Collected data
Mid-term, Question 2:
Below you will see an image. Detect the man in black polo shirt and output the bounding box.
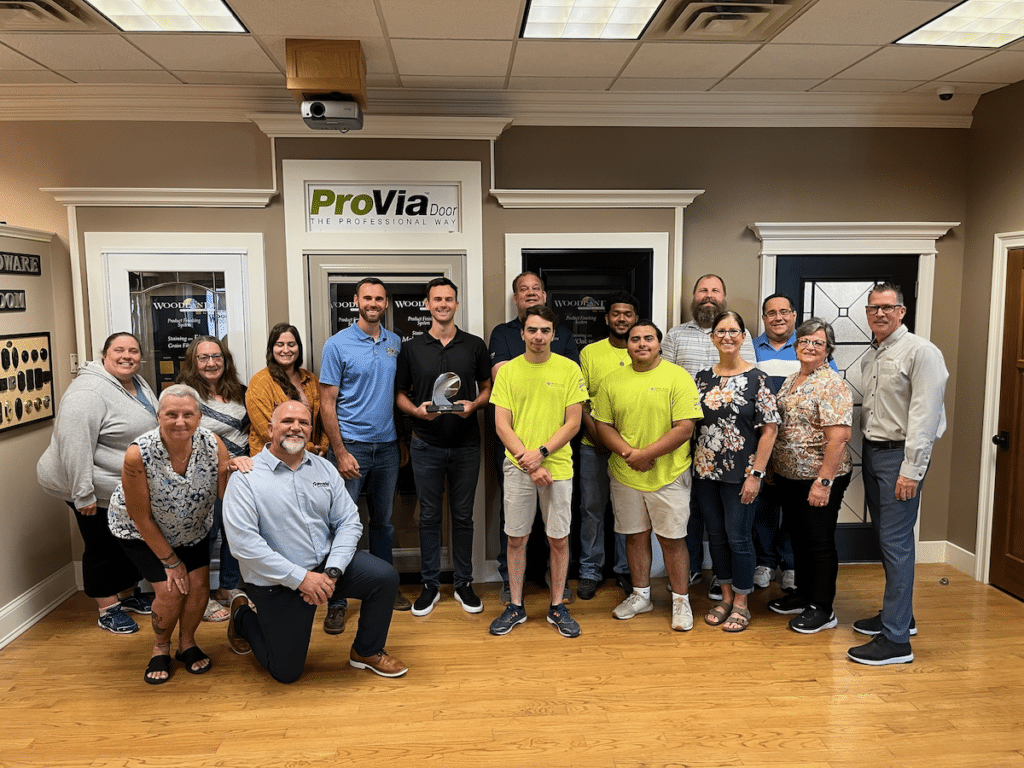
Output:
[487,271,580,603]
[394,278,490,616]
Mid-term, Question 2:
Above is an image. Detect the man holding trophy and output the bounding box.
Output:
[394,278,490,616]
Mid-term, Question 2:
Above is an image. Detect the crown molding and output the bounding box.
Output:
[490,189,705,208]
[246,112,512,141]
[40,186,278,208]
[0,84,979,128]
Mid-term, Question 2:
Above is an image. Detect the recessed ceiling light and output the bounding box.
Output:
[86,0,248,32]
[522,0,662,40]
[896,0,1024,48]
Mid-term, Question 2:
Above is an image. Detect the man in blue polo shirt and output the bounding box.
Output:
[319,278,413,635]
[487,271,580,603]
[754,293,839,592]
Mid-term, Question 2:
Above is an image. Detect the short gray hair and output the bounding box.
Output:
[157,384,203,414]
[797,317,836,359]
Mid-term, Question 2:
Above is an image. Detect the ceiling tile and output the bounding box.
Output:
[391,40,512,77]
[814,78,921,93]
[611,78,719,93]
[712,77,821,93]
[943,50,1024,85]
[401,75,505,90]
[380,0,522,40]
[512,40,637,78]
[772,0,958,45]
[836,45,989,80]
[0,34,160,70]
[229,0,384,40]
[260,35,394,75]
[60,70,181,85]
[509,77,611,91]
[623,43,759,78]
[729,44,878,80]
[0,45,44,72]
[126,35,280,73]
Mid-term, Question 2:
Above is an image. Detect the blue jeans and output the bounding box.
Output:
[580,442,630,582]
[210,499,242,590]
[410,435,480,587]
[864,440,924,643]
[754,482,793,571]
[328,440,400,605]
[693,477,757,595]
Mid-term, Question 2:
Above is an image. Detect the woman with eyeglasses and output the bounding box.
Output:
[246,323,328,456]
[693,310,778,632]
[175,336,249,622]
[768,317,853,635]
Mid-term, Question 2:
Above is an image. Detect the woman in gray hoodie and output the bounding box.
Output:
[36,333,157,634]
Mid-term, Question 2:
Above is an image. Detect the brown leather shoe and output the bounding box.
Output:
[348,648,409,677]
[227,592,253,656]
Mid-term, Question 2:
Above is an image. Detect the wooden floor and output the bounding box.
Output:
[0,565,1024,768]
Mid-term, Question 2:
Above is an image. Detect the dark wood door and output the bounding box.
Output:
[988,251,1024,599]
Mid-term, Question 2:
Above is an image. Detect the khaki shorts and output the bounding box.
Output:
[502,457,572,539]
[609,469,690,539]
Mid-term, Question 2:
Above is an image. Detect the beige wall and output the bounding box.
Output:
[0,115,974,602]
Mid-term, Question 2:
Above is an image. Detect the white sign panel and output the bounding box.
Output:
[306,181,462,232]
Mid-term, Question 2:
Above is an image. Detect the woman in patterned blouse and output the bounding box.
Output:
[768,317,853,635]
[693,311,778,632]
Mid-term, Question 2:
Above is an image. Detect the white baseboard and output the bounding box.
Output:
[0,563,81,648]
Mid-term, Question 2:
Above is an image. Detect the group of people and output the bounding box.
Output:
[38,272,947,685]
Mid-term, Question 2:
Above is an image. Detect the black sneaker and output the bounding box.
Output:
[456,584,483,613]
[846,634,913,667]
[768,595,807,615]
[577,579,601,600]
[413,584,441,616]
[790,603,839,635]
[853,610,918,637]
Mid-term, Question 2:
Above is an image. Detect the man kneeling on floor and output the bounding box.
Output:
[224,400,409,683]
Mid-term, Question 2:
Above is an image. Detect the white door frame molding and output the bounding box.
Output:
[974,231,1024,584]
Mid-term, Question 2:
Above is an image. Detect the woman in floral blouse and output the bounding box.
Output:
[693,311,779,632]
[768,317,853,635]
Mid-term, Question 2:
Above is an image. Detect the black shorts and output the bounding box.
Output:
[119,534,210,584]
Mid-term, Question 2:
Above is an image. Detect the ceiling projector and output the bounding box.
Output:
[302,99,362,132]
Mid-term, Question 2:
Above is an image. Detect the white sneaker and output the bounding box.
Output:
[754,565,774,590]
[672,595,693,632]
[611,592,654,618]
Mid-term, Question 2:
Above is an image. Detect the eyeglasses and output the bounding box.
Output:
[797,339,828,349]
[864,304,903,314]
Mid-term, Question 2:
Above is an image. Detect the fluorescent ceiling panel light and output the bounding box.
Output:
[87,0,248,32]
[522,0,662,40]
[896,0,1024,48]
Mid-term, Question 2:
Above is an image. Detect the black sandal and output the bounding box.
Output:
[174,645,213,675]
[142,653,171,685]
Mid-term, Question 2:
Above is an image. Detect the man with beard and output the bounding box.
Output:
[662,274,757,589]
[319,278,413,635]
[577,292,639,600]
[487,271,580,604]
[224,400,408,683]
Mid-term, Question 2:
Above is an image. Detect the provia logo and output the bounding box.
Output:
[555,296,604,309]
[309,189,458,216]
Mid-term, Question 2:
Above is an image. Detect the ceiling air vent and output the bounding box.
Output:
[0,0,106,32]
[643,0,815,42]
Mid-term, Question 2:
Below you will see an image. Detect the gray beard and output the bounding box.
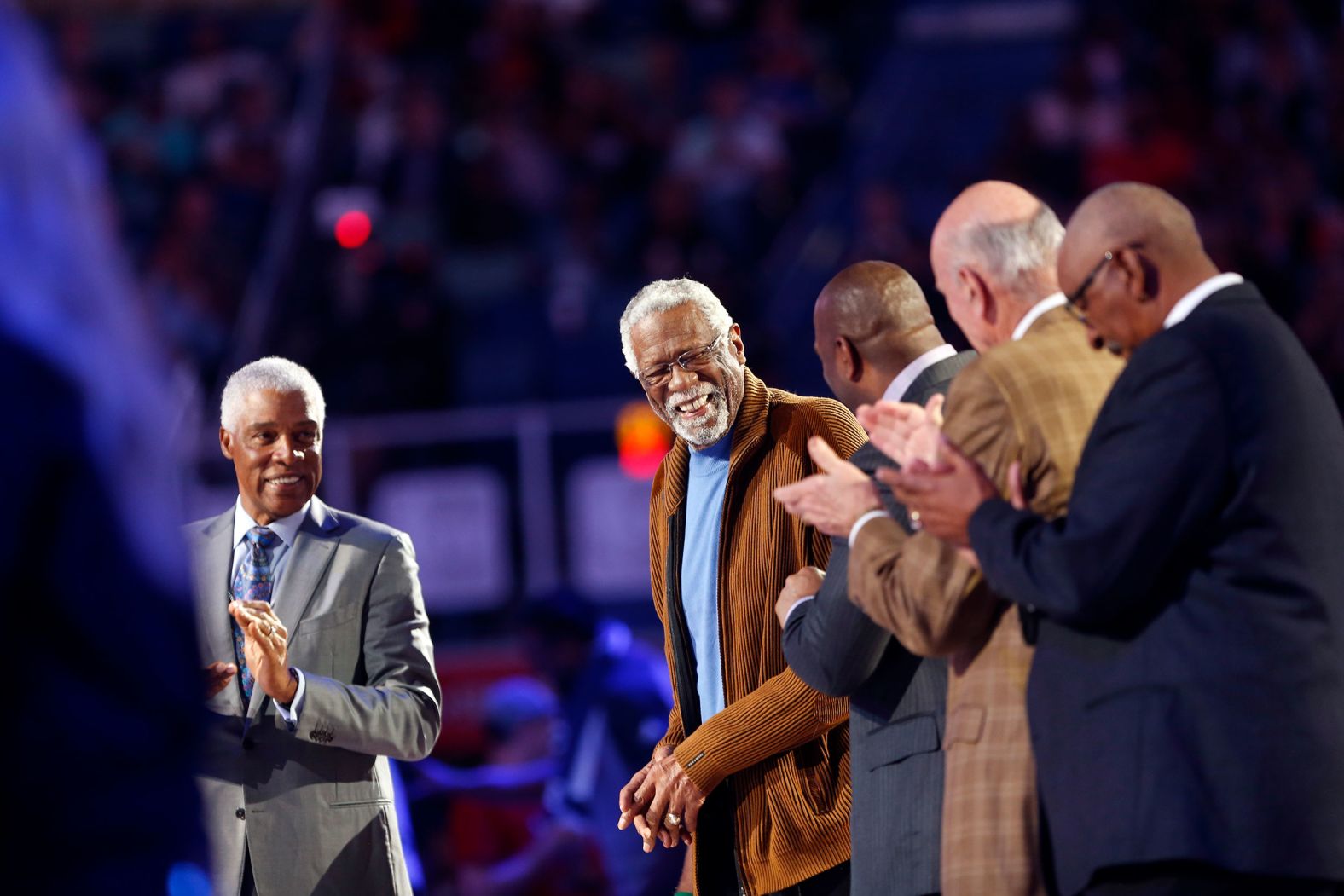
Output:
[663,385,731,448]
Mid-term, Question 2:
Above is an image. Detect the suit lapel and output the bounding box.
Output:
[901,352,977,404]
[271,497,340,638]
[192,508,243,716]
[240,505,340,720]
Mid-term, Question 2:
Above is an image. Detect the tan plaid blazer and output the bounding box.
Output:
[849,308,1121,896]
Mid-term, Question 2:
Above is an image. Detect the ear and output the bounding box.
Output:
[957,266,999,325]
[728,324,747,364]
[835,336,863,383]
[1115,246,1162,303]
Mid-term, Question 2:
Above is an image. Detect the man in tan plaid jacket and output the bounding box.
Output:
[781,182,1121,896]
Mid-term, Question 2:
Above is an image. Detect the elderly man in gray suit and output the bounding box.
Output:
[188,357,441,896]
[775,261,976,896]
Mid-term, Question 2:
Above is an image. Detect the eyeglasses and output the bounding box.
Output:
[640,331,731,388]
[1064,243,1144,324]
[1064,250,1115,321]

- **INSTRUCTIONS TO FOLLOW**: Report every line of the collected data above that contains the word "will".

- **PROBLEM SOLUTION**:
Below you will see an image. Detect the man in black polo shirt and output the bounding box.
Below you will see an image. Detect the gray beard and output the bounding box.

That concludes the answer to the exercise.